(Object pointing dataset rows)
==================================================

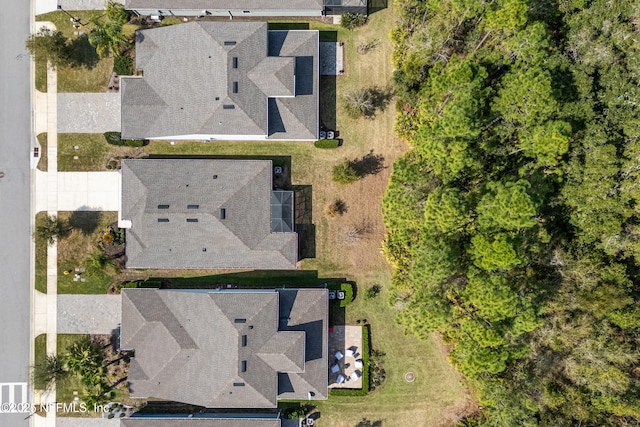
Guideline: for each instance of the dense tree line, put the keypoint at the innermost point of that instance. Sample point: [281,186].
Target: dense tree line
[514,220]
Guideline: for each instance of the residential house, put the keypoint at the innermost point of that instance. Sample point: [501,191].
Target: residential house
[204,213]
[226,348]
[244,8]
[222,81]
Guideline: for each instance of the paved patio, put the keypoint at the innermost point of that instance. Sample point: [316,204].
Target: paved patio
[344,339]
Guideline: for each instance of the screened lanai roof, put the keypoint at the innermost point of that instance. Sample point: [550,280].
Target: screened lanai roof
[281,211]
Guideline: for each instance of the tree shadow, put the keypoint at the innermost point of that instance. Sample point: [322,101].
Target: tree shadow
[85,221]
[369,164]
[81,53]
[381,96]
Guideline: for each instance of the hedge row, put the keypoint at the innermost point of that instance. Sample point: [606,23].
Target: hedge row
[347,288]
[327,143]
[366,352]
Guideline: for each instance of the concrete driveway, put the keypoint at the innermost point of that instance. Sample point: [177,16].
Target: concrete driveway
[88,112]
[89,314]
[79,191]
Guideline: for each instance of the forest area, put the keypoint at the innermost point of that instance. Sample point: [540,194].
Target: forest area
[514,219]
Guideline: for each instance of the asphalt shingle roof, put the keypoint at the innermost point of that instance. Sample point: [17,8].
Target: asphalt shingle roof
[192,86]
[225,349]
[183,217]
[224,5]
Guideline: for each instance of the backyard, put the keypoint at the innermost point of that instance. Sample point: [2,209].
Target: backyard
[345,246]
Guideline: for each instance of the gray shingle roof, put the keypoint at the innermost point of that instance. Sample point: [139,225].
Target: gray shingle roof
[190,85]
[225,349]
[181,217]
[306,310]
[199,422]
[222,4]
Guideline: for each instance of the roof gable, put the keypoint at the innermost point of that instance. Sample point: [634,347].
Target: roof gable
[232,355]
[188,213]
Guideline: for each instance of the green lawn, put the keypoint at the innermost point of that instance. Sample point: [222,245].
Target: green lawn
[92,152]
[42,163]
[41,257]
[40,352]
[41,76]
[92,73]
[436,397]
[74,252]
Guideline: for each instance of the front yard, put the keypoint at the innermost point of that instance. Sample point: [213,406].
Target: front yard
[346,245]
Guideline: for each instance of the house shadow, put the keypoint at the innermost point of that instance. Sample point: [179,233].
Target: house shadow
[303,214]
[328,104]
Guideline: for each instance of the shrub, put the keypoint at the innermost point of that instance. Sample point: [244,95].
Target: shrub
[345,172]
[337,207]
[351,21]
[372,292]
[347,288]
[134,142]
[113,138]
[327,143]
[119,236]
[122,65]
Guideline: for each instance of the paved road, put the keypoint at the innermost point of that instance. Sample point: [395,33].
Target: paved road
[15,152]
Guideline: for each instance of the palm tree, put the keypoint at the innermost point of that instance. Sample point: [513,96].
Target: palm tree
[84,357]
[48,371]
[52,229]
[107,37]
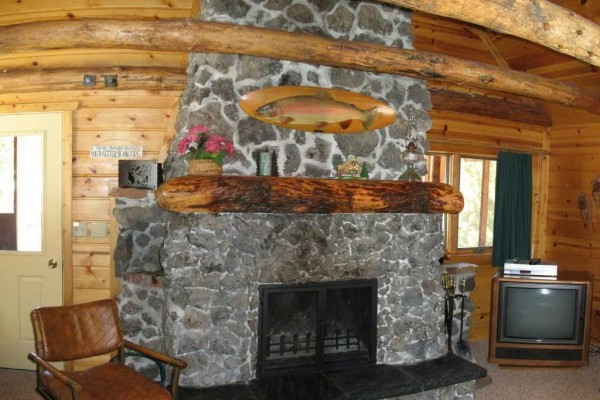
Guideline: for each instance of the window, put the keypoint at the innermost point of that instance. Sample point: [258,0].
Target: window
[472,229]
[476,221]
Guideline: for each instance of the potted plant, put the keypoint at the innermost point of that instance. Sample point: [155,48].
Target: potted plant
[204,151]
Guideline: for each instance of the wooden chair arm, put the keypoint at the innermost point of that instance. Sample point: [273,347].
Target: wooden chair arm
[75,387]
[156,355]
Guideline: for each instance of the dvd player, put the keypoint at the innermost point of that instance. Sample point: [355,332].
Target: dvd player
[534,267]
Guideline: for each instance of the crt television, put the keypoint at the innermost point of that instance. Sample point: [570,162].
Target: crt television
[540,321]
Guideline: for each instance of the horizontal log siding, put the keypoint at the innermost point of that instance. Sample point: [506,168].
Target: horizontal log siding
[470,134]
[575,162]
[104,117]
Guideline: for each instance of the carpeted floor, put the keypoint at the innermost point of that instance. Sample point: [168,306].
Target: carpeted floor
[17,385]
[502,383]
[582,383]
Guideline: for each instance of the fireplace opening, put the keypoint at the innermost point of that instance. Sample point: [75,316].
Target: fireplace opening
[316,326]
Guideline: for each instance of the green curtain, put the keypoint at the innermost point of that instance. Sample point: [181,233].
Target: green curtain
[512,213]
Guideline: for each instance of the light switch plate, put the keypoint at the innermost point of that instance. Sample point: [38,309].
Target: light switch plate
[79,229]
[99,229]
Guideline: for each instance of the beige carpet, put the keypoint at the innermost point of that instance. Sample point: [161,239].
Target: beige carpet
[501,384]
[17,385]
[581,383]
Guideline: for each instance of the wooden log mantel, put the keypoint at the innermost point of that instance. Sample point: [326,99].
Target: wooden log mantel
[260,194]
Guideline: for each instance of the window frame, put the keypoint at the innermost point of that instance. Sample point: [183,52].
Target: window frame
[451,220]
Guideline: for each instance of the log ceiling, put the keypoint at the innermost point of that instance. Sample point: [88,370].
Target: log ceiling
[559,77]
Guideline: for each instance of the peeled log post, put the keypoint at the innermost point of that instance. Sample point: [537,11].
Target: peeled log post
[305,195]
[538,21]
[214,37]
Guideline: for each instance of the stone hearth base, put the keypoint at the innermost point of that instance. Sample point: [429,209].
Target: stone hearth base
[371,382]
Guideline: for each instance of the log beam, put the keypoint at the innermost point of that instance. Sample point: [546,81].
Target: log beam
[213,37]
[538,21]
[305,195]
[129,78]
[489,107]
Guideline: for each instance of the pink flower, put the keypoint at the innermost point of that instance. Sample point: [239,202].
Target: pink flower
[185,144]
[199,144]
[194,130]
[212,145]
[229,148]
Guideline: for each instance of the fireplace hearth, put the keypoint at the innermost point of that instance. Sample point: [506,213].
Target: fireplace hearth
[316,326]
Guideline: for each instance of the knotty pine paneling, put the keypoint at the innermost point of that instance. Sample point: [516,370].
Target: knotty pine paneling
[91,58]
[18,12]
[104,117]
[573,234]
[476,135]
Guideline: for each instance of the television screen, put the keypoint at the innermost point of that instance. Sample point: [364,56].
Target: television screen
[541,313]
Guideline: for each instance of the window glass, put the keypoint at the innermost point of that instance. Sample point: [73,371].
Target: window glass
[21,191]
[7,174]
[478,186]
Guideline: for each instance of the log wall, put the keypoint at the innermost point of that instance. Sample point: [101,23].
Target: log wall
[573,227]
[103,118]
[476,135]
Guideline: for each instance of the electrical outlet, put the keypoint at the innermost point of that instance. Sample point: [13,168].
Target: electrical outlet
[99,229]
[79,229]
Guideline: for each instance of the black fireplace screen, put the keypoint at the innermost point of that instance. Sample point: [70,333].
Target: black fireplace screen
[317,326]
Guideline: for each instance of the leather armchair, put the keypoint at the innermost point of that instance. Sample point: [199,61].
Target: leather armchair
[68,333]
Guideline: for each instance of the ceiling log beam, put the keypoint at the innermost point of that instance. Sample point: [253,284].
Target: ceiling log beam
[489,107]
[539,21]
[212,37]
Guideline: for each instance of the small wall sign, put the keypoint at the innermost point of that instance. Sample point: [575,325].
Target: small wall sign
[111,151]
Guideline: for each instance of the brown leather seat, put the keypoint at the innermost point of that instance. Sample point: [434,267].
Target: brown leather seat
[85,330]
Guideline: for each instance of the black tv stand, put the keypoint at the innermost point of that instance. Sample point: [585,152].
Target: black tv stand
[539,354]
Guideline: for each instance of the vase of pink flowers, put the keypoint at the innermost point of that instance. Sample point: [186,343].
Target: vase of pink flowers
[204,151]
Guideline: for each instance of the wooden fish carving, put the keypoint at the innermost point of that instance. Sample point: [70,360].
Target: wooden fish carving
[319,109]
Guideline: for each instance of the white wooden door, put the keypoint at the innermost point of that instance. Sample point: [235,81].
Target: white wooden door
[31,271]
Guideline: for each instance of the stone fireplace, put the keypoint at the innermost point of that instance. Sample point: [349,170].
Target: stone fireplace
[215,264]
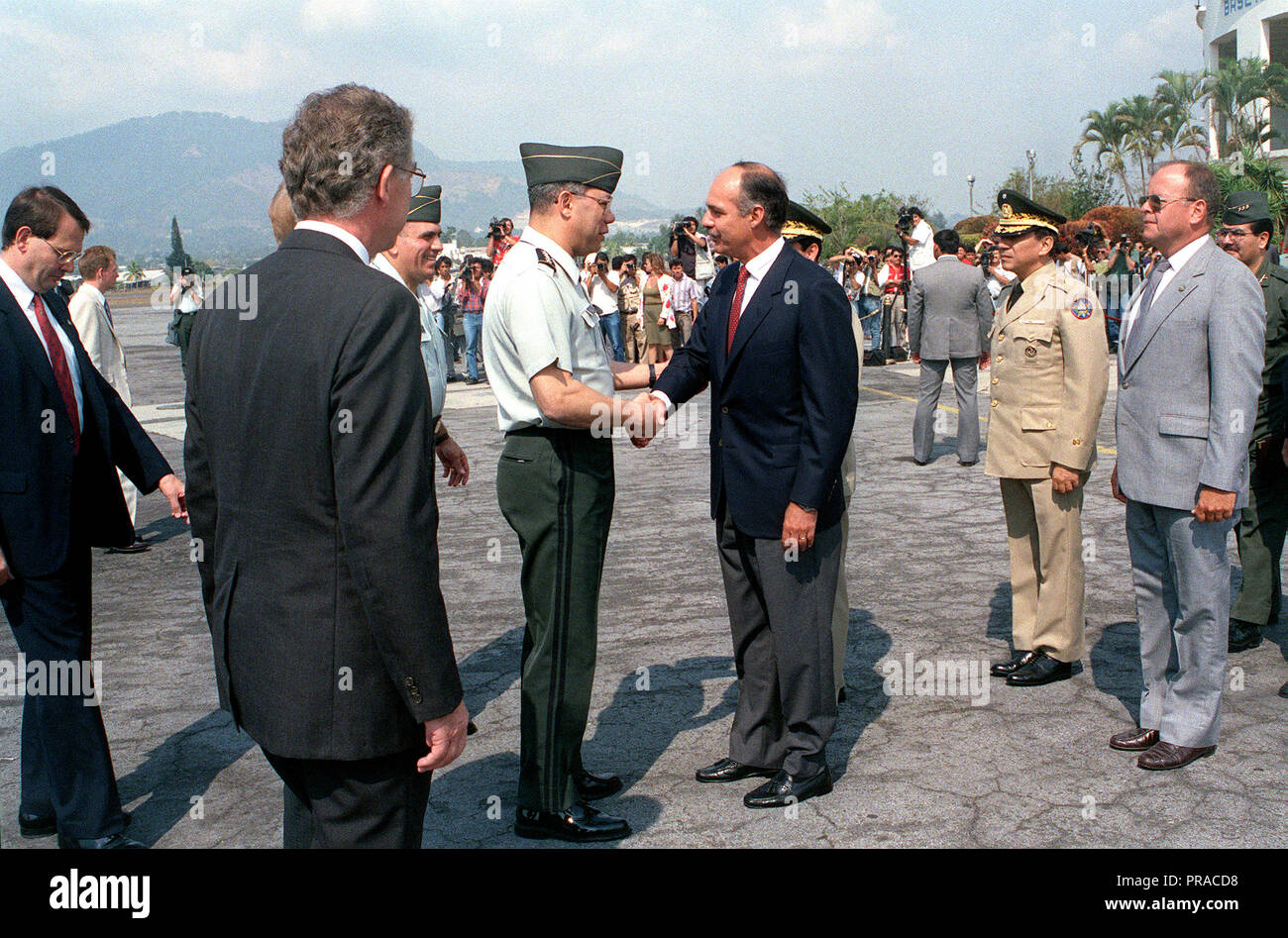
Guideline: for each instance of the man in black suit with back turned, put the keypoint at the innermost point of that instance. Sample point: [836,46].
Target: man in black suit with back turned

==================================================

> _Task to carry out_
Copy everything from the line containing "Guideline: for each instance of the wooden fish" down to the end of the items, leaving the pictures out of your answer.

> _Solution below_
Guideline: for each instance of the wooden fish carving, put the keypoint at the innermost point of that instance. Sample point: [70,360].
Target: wooden fish carving
[319,109]
Guideline: for each instance of the white wooden door, put the keypoint at the innermost point of that instance. Sample point: [235,81].
Target: white wooden door
[31,271]
Guideline: for each instance of the stone fireplace, put the keypoint at the innermost point of that instance. Sample point: [349,170].
Target: stone fireplace
[215,264]
Guideline: for each instance of the man in black suit with back turned, put the keypoint at the innermost point of that instance. Sample point: [836,46].
Target: man in black suit with back turned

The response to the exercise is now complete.